Stored entries
-- START --
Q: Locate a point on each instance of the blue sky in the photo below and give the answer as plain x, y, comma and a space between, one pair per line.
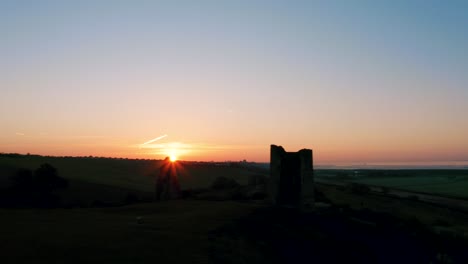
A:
355, 80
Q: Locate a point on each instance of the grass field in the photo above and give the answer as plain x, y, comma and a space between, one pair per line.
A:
168, 232
111, 180
442, 182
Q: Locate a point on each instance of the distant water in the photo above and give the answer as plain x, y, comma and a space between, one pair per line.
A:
397, 165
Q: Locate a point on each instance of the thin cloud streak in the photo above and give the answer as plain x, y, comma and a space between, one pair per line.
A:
153, 140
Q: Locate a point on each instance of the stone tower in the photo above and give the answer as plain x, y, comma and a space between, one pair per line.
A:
288, 171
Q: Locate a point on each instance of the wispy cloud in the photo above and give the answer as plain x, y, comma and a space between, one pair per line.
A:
152, 140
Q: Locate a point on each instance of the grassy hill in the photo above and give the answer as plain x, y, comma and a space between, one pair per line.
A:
112, 180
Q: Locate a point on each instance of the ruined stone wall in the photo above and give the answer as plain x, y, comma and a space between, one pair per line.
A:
288, 171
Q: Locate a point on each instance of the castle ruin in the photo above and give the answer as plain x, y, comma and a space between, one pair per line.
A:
288, 172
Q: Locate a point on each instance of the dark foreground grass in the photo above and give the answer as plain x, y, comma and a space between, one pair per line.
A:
166, 232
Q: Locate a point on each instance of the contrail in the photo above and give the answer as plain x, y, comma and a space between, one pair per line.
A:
153, 140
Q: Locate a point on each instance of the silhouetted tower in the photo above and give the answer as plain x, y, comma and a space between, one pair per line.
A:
288, 170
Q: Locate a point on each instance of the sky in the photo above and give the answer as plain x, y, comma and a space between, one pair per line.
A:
356, 81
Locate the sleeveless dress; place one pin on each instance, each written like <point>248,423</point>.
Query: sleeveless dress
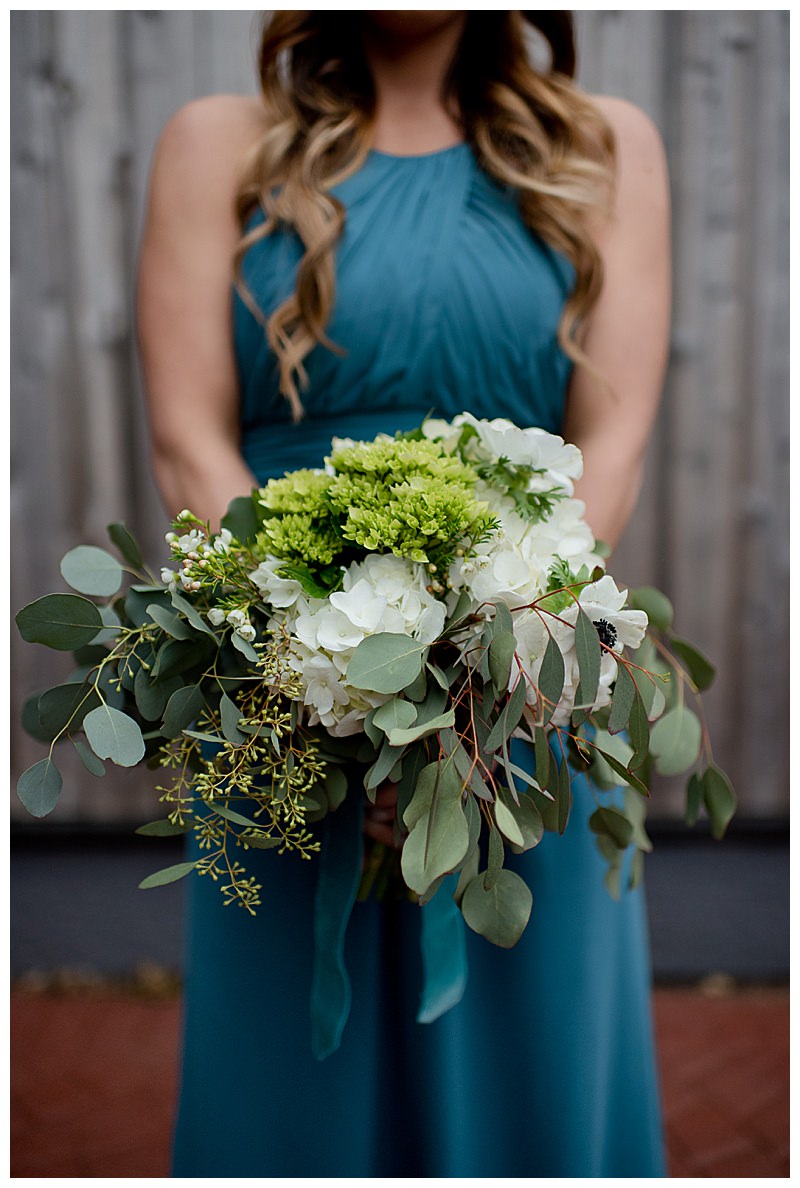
-- END --
Transcribe all the lines above exactly, apart from the pictures.

> Final result:
Q: Locate a point on each instance of the blue sky in the photo below and give the answer as plain x, y, comma and a space between, one pair per line.
A:
355, 80
Q: Locate a point on each instance of the grass field in the photo above and give the answer as plain x, y, comma and a space between, one pair per line.
A:
168, 232
111, 180
442, 182
Q: Locate a point on each instance of the distant water in the photo above and give the answer as plain x, y, comma and a space between, one pair per line.
A:
397, 165
Q: Locate a point on each instance of the thin cloud streak in the photo above and give the answer as plain x, y, comma and a space between, one pair per line.
A:
153, 140
Q: Locate a point on each instance of the stone tower in the photo above and give the answer as plain x, y, comma and a space between, one pair per line.
A:
288, 171
Q: Locate a point on each instance of the wispy cloud in the photo above and give the answer as plain x, y, comma and a space between, one pair per line.
A:
152, 140
Q: Locate a point on each instance of the grassy hill in the photo above and give the answer as plain x, y, comma and a space between, one pair per line.
A:
112, 180
Q: Locate a point on each instance of the ruined stone wall in the photo above and give the answer as plain x, y, comma and a space between, one pair per line.
A:
288, 171
Q: Locate a point on each instance of the castle ruin in the photo above and give the answer as plain x, y, comma and a space between, one pair per line.
A:
288, 172
Q: Locate a point on each instance of the dark foreground grass in the photo above and give the answer as plain x, y, comma and a space between, one pair per line.
A:
166, 232
Q: Locate a point on each instance of the contrail in the photo above and give the answer as plain x, y, comma and a space between, one pair per line.
A:
153, 140
Q: Locate a point on each instance of the silhouetted tower in the photo above and give the answer as plain x, y, comma and a space between, one pair per line.
A:
288, 170
Q: Locate a point on each instance of the sky in the photo above and give the answer as plain x, y, comma and a space between, one pair per line.
A:
356, 81
Locate the sleeveless dress; place one pin on each instance, each written like <point>248,423</point>.
Query: sleeveless dress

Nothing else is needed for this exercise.